Source passage
=======

Japanese cooks are masters of nose-to-tail (and nose-to-fin) eating. It’s not a trend or culinary brinkmanship, just another feature of the cuisine. Sanda focuses on all things in the realm of beef offal. This specialisation may seem challenging – certainly, a trio of cold appetisers of tripe, tendon and artery can be a little daunting to begin with – but the flavours are clean and fresh, and the whole meal has a real lightness. At the end, when you’ve eaten lung, tongue, diaphragm (a particularly delicious muscle), uterus and more, it isn’t a sense of achievement that kicks in but the euphoric, contented feeling you get at the end of a very good meal.

=======

Entries supplied
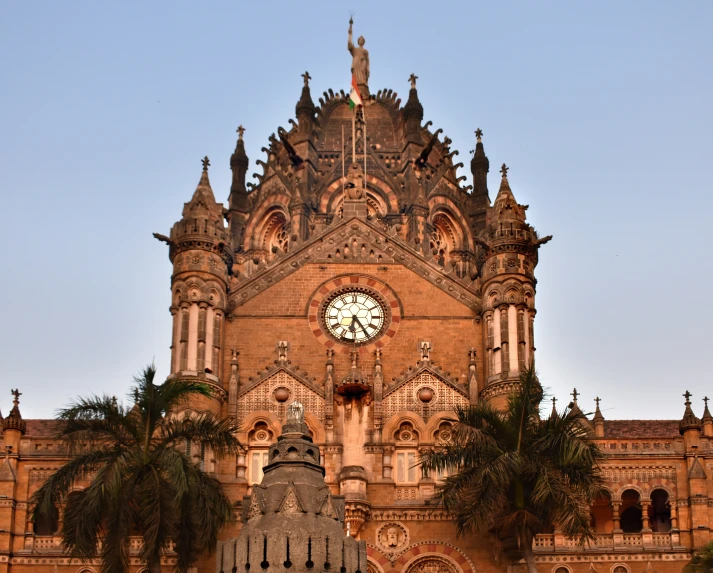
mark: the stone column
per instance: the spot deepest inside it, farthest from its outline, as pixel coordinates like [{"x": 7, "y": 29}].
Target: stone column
[
  {"x": 174, "y": 338},
  {"x": 489, "y": 340},
  {"x": 521, "y": 343},
  {"x": 645, "y": 515},
  {"x": 615, "y": 516},
  {"x": 674, "y": 515},
  {"x": 504, "y": 342},
  {"x": 388, "y": 462}
]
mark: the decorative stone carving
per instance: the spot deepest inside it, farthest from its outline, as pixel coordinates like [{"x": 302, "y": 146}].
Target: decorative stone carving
[
  {"x": 269, "y": 395},
  {"x": 432, "y": 564},
  {"x": 425, "y": 393},
  {"x": 392, "y": 538},
  {"x": 255, "y": 509},
  {"x": 291, "y": 504}
]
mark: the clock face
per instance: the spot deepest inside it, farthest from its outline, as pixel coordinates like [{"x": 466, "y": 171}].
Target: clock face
[{"x": 354, "y": 317}]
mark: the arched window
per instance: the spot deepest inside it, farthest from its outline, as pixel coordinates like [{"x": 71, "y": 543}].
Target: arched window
[
  {"x": 631, "y": 517},
  {"x": 603, "y": 514},
  {"x": 259, "y": 440},
  {"x": 275, "y": 236},
  {"x": 406, "y": 454},
  {"x": 442, "y": 239},
  {"x": 660, "y": 511},
  {"x": 45, "y": 525}
]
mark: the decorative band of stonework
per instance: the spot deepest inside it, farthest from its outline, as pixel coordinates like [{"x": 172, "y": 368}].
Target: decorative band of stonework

=======

Set problem A
In the Sanda passage, which cut of beef is described as a particularly delicious muscle?
Set problem B
Sum up the Sanda passage in two sentences.

Full solution A
The diaphragm.

Full solution B
Sanda focuses on beef offal, reflecting the nose-to-tail eating that Japanese cooks treat as an ordinary feature of their cuisine. Although dishes such as the cold appetizers of tripe, tendon and artery can seem daunting, the flavors are clean and fresh, the meal feels light, and it ends with the contented feeling of a very good meal.